How many lines of the material below contain the string "bell"? Reply with only the number.

• • • •

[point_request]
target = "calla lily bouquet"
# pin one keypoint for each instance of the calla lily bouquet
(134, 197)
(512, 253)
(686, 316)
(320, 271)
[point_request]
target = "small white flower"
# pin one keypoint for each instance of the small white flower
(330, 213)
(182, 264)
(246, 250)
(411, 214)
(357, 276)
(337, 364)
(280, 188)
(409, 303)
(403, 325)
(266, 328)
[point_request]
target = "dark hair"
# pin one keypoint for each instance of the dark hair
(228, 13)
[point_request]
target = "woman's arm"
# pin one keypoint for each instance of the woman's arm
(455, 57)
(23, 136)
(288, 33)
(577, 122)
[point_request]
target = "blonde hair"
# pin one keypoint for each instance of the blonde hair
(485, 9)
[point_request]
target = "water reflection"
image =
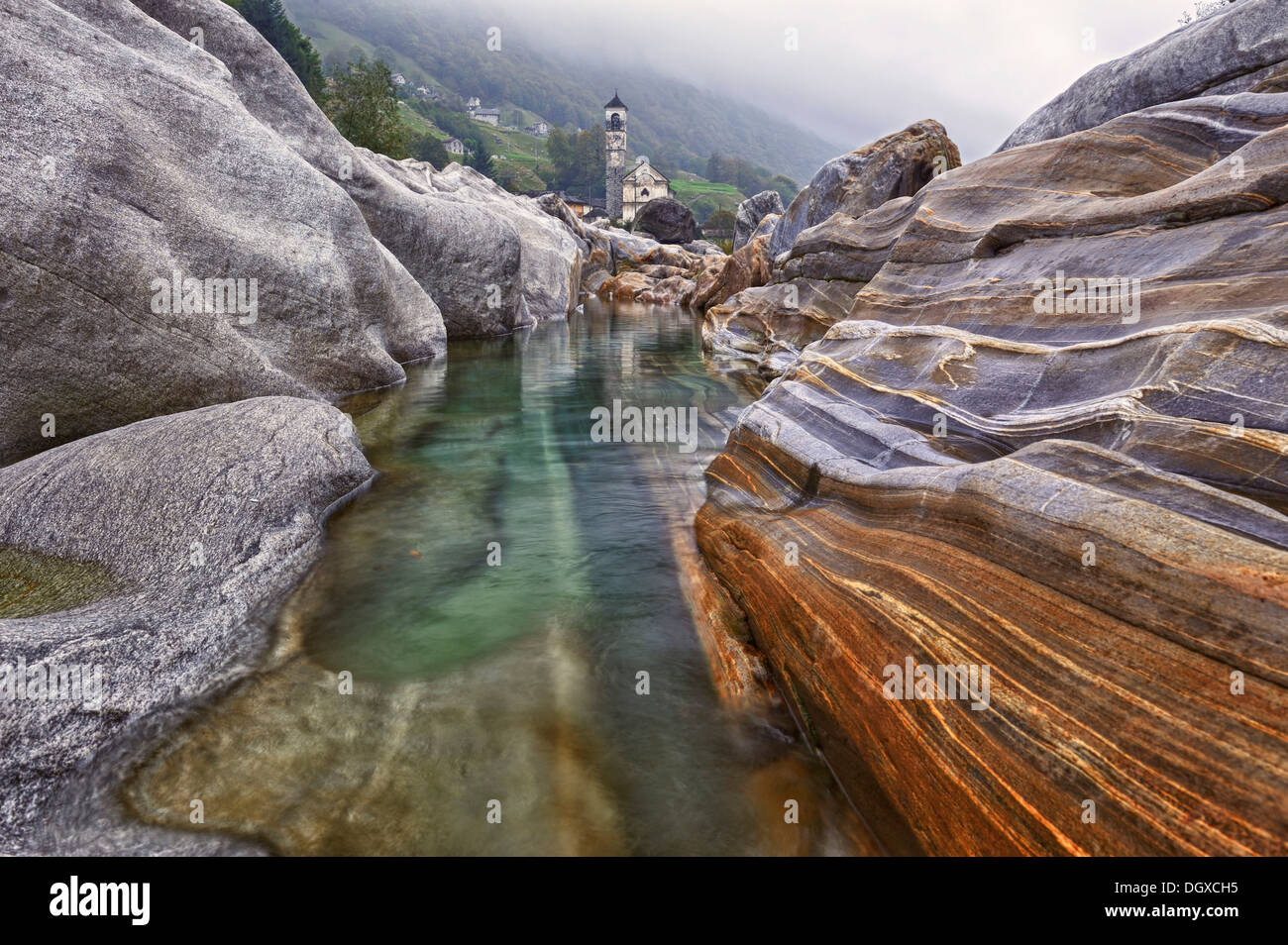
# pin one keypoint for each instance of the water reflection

• • • •

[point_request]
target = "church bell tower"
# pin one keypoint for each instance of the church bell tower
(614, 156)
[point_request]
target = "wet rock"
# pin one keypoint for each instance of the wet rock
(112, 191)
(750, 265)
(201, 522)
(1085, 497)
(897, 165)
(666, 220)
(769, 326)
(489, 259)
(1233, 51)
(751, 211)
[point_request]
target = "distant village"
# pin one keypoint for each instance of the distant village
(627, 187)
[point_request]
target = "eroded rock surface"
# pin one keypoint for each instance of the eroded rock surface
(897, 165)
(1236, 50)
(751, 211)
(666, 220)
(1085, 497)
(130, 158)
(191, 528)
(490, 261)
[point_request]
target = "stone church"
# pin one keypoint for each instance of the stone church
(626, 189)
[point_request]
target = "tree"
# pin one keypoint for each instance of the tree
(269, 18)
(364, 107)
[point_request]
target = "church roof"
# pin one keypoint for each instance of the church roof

• • • •

Exercise response -
2